Provided records
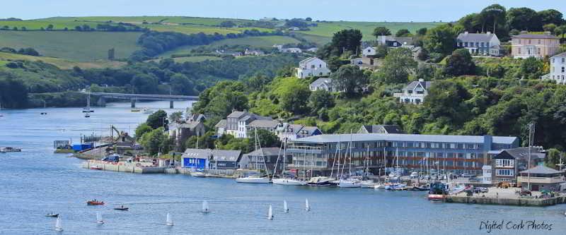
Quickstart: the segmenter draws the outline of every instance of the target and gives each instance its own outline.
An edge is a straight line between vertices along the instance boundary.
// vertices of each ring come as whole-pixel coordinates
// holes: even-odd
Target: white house
[[[558,84],[566,84],[566,52],[550,57],[550,73],[543,79],[552,80]]]
[[[491,32],[487,33],[470,33],[464,32],[458,35],[457,46],[466,48],[471,54],[495,56],[499,55],[499,42],[497,35]]]
[[[402,92],[393,93],[393,97],[399,99],[401,103],[419,104],[424,101],[432,82],[425,82],[423,79],[412,81],[403,88]]]
[[[326,67],[326,62],[316,57],[310,57],[301,61],[296,69],[296,77],[299,78],[329,75],[330,70]]]
[[[323,90],[329,92],[333,92],[334,87],[332,84],[332,78],[320,78],[308,85],[311,91]]]
[[[375,56],[376,55],[376,49],[374,47],[367,47],[364,51],[362,52],[362,54],[364,57],[367,57],[369,56]]]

Given request
Pull out every line of the material above verbatim, omitting the picture.

Expected answer
Quickstart: the segmenter draws the outline of every instance of the target and gives each instance its own outline.
An edge is a straight line between vertices along the instance boundary.
// vertices of each ring come as whole-pixel coordinates
// holes: even-odd
Target: white house
[[[558,84],[566,84],[566,52],[550,57],[550,73],[543,79],[552,80]]]
[[[491,32],[487,33],[470,33],[464,32],[458,35],[457,46],[466,48],[471,54],[495,56],[499,55],[499,42],[497,35]]]
[[[402,92],[393,93],[393,97],[399,99],[401,103],[419,104],[424,101],[432,82],[425,82],[423,79],[412,81],[403,88]]]
[[[326,67],[326,62],[316,57],[310,57],[301,61],[296,69],[296,77],[299,78],[329,75],[330,70]]]
[[[323,90],[329,92],[333,92],[334,87],[332,84],[332,78],[320,78],[308,85],[311,91]]]
[[[375,56],[376,55],[376,49],[374,47],[367,47],[364,51],[362,52],[362,54],[364,57],[367,57],[369,56]]]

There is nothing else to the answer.